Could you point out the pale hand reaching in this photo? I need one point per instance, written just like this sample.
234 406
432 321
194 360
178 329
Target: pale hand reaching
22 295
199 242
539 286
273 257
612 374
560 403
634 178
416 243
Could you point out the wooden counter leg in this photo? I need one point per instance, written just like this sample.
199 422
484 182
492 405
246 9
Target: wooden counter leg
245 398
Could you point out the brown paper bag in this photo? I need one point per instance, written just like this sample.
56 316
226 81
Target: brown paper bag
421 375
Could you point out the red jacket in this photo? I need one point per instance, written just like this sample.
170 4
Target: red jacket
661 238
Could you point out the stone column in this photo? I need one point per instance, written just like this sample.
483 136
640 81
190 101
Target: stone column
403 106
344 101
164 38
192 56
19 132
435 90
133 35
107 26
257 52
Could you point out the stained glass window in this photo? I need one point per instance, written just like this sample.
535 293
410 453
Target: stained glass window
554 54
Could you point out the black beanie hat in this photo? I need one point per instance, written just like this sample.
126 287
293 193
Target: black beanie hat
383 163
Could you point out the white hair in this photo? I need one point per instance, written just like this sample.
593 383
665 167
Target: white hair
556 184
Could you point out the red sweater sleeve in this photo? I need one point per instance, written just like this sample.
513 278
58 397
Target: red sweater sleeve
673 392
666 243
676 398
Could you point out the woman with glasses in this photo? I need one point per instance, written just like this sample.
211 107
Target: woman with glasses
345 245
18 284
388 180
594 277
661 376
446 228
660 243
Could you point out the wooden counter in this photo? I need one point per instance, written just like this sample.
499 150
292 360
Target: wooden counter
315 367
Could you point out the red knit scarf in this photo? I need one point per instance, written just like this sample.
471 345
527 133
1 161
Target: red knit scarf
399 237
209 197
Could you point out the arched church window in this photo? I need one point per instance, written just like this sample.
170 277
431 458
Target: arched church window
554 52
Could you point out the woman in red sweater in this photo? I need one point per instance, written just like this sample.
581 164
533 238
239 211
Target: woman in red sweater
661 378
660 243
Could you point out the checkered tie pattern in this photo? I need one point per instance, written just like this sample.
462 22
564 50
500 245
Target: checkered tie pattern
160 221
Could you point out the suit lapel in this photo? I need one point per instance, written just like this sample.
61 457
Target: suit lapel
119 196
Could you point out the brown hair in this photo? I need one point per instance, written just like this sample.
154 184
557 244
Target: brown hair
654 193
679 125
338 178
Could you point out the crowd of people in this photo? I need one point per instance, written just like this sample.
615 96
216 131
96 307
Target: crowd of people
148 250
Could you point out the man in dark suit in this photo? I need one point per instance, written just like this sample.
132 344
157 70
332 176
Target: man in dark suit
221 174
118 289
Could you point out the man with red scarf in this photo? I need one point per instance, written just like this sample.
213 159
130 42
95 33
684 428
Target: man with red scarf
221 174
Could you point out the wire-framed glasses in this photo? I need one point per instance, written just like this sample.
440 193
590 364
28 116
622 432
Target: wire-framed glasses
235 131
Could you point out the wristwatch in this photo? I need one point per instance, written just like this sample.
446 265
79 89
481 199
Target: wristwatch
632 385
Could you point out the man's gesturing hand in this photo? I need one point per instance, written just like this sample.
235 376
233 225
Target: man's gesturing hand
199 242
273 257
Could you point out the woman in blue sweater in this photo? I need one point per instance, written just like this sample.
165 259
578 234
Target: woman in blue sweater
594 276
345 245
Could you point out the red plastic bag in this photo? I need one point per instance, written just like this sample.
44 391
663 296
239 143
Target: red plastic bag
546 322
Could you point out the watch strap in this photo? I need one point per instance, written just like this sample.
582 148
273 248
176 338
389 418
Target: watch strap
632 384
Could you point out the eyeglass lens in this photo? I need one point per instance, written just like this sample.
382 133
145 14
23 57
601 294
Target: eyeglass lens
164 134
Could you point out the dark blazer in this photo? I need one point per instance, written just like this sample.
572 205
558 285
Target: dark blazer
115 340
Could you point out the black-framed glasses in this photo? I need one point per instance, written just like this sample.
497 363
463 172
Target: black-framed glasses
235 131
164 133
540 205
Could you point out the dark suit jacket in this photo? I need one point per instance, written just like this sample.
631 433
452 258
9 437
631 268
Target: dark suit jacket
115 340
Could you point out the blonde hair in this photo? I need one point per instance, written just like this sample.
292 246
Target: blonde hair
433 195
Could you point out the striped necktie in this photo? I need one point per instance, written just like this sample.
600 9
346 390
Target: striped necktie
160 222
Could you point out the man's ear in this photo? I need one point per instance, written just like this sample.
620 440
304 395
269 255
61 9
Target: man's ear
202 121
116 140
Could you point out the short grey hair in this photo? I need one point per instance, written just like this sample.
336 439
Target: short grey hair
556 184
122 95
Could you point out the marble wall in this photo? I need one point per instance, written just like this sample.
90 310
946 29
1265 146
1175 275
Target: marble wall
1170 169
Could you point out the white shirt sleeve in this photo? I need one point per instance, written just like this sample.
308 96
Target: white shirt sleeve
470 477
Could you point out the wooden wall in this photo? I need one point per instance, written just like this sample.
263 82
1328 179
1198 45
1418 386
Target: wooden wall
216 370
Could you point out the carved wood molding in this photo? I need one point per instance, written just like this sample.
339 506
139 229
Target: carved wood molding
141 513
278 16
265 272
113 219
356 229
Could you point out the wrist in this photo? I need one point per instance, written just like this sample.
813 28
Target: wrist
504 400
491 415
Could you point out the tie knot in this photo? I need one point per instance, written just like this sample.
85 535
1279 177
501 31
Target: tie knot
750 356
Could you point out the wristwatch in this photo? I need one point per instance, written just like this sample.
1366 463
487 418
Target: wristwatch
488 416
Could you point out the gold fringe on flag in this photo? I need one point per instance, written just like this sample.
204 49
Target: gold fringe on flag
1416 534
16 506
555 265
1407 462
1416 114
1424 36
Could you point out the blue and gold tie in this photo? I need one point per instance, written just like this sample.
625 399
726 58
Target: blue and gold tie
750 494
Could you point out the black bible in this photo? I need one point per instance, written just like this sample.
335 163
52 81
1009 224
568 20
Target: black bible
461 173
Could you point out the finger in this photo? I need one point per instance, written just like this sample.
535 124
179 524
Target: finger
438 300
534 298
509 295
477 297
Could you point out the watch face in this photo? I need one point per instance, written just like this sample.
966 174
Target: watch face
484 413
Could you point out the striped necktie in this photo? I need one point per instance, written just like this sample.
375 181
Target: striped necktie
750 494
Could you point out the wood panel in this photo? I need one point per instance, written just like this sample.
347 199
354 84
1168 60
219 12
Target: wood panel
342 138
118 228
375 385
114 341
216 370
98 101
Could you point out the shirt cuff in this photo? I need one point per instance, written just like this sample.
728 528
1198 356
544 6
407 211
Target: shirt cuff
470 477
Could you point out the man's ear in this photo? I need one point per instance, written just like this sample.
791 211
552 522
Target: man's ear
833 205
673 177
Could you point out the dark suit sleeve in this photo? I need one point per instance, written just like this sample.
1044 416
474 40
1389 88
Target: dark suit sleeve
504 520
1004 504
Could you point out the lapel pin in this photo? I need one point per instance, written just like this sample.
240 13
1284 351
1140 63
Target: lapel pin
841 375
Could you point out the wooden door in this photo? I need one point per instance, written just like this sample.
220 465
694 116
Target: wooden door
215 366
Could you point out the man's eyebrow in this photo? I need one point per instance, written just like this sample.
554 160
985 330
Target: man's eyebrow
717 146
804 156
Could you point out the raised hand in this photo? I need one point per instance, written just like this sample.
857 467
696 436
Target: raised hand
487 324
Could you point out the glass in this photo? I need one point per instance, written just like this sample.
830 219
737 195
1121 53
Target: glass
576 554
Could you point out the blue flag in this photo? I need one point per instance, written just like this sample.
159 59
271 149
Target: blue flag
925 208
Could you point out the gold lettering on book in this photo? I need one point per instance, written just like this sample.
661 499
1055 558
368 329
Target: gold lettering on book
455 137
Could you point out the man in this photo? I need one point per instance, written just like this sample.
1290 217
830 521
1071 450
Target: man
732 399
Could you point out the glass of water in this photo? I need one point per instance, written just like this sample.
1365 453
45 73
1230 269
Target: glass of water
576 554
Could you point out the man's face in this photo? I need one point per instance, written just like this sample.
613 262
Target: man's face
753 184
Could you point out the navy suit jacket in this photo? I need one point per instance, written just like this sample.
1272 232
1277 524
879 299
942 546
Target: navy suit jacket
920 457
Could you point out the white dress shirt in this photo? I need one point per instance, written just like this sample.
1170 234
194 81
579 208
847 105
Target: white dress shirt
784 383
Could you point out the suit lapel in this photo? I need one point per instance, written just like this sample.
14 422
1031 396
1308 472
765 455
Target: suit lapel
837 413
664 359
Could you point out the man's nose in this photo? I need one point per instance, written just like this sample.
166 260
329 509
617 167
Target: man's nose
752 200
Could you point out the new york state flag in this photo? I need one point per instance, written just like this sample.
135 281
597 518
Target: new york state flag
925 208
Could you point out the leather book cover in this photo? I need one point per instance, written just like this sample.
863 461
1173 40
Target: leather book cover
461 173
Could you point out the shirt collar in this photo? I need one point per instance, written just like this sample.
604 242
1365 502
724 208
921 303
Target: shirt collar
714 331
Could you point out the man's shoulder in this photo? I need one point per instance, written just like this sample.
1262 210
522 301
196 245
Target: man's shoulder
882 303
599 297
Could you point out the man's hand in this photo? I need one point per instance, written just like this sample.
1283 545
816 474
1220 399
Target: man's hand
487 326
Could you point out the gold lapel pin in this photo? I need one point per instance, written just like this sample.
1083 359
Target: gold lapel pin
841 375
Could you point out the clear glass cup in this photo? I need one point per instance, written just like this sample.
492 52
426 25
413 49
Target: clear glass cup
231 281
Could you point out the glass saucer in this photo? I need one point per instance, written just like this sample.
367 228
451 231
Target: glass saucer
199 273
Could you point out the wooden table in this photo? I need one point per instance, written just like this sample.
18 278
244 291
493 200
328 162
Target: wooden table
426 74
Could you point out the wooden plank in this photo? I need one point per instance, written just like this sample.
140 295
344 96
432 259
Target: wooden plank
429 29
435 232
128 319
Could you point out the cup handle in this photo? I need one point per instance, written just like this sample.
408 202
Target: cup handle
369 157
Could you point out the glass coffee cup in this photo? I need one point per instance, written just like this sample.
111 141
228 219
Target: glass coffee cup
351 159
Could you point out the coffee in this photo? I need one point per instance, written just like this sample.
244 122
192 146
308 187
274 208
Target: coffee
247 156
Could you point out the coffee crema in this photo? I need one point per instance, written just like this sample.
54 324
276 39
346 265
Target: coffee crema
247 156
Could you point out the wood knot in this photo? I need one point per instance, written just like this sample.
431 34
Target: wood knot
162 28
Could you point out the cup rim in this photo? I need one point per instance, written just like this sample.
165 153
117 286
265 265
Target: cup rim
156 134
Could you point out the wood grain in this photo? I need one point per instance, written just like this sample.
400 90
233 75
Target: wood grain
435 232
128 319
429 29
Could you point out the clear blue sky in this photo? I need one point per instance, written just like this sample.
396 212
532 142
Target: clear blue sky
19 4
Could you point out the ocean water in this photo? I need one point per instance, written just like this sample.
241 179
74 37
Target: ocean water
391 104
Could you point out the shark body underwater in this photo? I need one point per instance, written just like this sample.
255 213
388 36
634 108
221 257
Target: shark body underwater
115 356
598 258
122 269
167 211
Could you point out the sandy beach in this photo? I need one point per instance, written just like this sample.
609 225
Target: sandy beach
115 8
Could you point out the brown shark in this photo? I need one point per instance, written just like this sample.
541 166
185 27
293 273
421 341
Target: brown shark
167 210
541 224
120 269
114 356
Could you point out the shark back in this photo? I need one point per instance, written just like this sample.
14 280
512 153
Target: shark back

_Goal of the exercise_
Could you set out the material as a Markdown table with columns headed Row and Line, starting at the line containing "Could you point out the brown shark" and running through the final line inclusive, and leaving out any blank lines?

_Task response_
| Row | Line |
|---|---|
| 1 | Could you point out the brown shark in this photo? I need one point per instance, written just like this sample. |
| 2 | 541 166 |
| 3 | 185 27 |
| 4 | 293 273 |
| 5 | 421 341 |
| 6 | Target: brown shark |
| 7 | 167 210 |
| 8 | 541 224 |
| 9 | 120 269 |
| 10 | 114 356 |
| 11 | Could you point out the shark back in this photo? I need one point per instance, written just like this sample. |
| 12 | 14 280 |
| 13 | 512 153 |
| 14 | Target: shark back |